» **Given passage**:
● ● ● ●

This discussion is archived
14 Replies Latest reply: Sep 25, 2012 9:34 AM by 72370 RSS

Error in start asm

961879 Newbie
Currently Being Moderated
Hi,
I had a cluster distributed on three nodes: server09 (node1), server08(node2) and server07(node3).
I deleted erroneously many system files from server08 and now I need to start the cluster on the other nodes.
I started the server09 and server07 but the asm does not start.
I tried to execute this command but I receive:
[oracle@server09 ~]$ su -c "crsctl stop crs -f"
Password:
CRS-2791: Starting shutdown of Oracle High Availability Services-managed resources on 'server09'
CRS-2673: Attempting to stop 'ora.crsd' on 'server09'
CRS-4548: Unable to connect to CRSD
CRS-2675: Stop of 'ora.crsd' on 'server09' failed
CRS-2679: Attempting to clean 'ora.crsd' on 'server09'
CRS-4548: Unable to connect to CRSD
CRS-2678: 'ora.crsd' on 'server09' has experienced an unrecoverable failure
CRS-0267: Human intervention required to resume its availability.
CRS-2795: Shutdown of Oracle High Availability Services-managed resources on 'server09' has failed
CRS-4687: Shutdown command has completed with error(s).
CRS-4000: Command Stop failed, or completed with errors.
If I try to start asm I receiver:
[oracle@server09 ~]$ su -c "crsctl start crs"
Password:
CRS-4640: Oracle High Availability Services is already active
CRS-4000: Command Start failed, or completed with errors.
Then I executed:
[oracle@server09 ~]$ crsctl stat res -t
CRS-4535: Cannot communicate with Cluster Ready Services
CRS-4000: Command Status failed, or completed with errors.
and
[oracle@server09 ~]$ crsctl check crs
CRS-4638: Oracle High Availability Services is online
CRS-4535: Cannot communicate with Cluster Ready Services
CRS-4530: Communications failure contacting Cluster Synchronization Services daemon
CRS-4533: Event Manager is online
but nothing.
What can I do?
I cannot use the server08 for some days so I need the cluster on on the other two instances.

Thanks a lot,
bye bye.
  • 1. Re: Error in start asm
    BillyVerreynne Oracle ACE
    Currently Being Moderated
    When starting CRS (Cluster Ready Services), and it fails, the typically reasons are:
    a) Interconnect fails/missing
    b) OCR and/or voting disks are failing/missing

    CRS should write an error to the syslog daemon that will appear in +/var/log/messages+. More detailed error listings/traces will be in the CRS log files.

    You have neglected to specify your Oracle and o/s versions.
  • 2. Re: Error in start asm
    961879 Newbie
    Currently Being Moderated
    My oracle version is 11.2.0

    in crsd.log I found:
    2012-09-18 13:34:14.937: [ CSSCLNT][2795496160]clssscConnect: gipc request failed with 29 (0x16)

● ● ● ●

» **Collected material**:
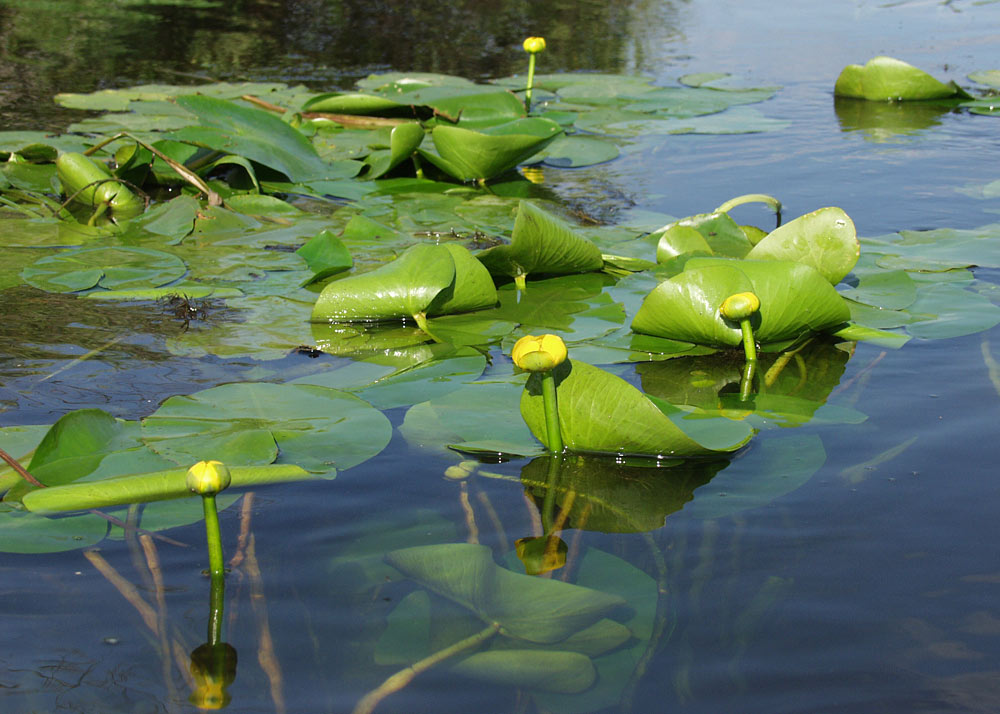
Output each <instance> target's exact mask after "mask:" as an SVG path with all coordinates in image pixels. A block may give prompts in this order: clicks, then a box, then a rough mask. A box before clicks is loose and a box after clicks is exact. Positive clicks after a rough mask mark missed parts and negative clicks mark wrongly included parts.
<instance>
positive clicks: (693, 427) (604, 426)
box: [521, 360, 752, 457]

● ● ● ●

» **Problem description**: Please rewrite the part of the forum thread that begins at the words "CRS should write" and stops after "and o/s versions.", putting "system logger" in place of "syslog daemon". Work from the forum thread alone and leave the data aside.

» **Solved problem**:
CRS should write an error to the system logger that will appear in +/var/log/messages+. More detailed error listings/traces will be in the CRS log files.

    You have neglected to specify your Oracle and o/s versions.